TEXT BLOCK

━━━━━━━━━━━━━━━━━━━━

Israel steps up demolition of Palestinian homes in Jerusalem, West Bank

  • Properties were razed in city’s Sur Baher, Wadi Al-Hummus and Silwan neighborhoods on Wednesday
  • Al-Khan Al-Ahmar residents stage sit-in amid fears of displacement as deadline to leave village expired

RAMALLAH: Israeli authorities have stepped up the demolition of Palestinian homes in parts of East Jerusalem and the West Bank, following a policy formulated by extreme right-wing ministers in the country’s new government, local leaders say.

On Wednesday, Israeli bulldozers knocked down buildings in the Sur Baher, Wadi Al-Hummus and Silwan neighborhoods of Jerusalem. Rights activists urged people to publicly denounce the demolitions by posting messages on social media sites such as Twitter.

They also called on the Palestinian Authority, the international community and global institutions to intervene immediately to force Israel to halt the demolitions and displacements that threaten the Palestinian community in Jerusalem.

Since the beginning of this January, occupation forces have razed 30 homes in a number of the historic city’s neighborhoods. Last year, 211 Palestinian homes were demolished in Jerusalem.

In the village of Al-Khan Al-Ahmar, east of Jerusalem, a sit-in protest by villagers and activists from the Palestinian Wall and Settlement Resistance Commission continued for a second day on Wednesday.

Residents of the village and surrounding Bedouin communities fear Israeli authorities will demolish their homes, after a final six-month deadline for them to leave expired on Wednesday.

Eid Khamis Jahalin, a Bedouin leader from Al-Khan Al-Ahmar, told Arab News that people are scared that Israeli bulldozers will destroy the village and displace its 250 residents.

“The electoral program of both Itamar Bin-Gvir (the new Israeli national security minister) and Bezalel Yoel Smotrich (the minister of finance) is based on the demolition of Al-Khan Al-Hamar and the displacement of its inhabitants,” he said.

Hussein Al-Sheikh, from the Palestine Liberation Organization, called on the international community to intervene immediately to halt the demolition carried out by Israeli occupation forces in East Jerusalem and the West Bank, which he described as a continuation of a policy of displacement and “apartheid.” He said the Palestinian leadership would meet on Friday to discuss ways to respond.

━━━━━━━━━━━━━━━━━━━━

SUPPLIED RECORDS
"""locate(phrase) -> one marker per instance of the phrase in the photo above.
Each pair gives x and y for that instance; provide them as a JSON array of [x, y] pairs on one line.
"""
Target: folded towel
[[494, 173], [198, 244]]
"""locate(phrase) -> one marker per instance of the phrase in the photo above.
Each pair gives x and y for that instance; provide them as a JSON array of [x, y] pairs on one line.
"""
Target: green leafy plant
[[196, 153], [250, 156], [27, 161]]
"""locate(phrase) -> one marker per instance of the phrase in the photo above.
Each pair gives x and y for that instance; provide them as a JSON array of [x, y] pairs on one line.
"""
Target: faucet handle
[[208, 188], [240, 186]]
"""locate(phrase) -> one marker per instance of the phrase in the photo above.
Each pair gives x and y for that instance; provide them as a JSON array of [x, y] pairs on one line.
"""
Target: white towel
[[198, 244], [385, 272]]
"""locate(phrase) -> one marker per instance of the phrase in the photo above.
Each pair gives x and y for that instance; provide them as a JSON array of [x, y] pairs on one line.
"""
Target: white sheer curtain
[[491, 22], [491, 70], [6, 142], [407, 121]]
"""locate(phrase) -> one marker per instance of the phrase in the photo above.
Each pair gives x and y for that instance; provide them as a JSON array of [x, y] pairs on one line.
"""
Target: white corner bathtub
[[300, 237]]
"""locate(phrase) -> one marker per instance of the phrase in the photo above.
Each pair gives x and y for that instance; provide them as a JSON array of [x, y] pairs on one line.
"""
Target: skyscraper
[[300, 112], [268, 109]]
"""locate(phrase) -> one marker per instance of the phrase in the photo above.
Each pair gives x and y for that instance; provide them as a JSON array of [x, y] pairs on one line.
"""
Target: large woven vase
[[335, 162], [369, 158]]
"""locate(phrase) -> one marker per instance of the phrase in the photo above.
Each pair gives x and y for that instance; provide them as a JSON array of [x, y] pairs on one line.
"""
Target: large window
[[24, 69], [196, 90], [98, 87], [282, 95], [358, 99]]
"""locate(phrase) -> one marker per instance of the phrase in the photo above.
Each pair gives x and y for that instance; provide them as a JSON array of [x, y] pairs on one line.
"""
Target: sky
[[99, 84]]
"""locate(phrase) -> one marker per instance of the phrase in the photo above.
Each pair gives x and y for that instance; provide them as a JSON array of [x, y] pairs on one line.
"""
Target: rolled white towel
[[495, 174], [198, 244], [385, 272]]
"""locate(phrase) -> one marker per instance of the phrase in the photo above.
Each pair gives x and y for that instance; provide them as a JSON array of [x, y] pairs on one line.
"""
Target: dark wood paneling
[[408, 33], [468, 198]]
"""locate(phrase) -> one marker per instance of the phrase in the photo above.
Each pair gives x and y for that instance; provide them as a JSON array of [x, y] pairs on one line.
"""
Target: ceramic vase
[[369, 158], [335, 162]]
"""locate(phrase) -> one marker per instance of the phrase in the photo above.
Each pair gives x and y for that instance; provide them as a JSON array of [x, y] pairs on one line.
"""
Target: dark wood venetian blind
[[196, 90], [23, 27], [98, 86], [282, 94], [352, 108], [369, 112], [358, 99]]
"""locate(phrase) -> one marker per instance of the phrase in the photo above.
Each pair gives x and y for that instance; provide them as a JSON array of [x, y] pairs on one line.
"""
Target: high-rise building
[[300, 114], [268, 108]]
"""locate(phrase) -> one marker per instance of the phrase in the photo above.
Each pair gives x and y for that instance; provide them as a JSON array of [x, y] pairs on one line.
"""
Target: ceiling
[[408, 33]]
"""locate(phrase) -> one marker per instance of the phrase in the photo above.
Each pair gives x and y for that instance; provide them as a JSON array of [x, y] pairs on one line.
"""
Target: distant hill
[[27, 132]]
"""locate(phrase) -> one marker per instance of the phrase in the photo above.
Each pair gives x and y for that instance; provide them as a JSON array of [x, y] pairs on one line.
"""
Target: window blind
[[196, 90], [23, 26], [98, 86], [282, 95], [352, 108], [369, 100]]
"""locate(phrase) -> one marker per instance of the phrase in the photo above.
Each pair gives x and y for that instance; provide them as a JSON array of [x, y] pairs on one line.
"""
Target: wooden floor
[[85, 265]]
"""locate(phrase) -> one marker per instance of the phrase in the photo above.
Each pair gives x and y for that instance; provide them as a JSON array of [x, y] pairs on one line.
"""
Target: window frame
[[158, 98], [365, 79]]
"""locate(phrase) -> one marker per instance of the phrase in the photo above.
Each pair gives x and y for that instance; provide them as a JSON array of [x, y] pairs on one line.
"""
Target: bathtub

━━━━━━━━━━━━━━━━━━━━

STATED TASK
List every person named in the article on home demolitions in Jerusalem and the West Bank. The records play no part in the work that follows.

OUTPUT OF THE EXERCISE
Eid Khamis Jahalin
Itamar Bin-Gvir
Bezalel Yoel Smotrich
Hussein Al-Sheikh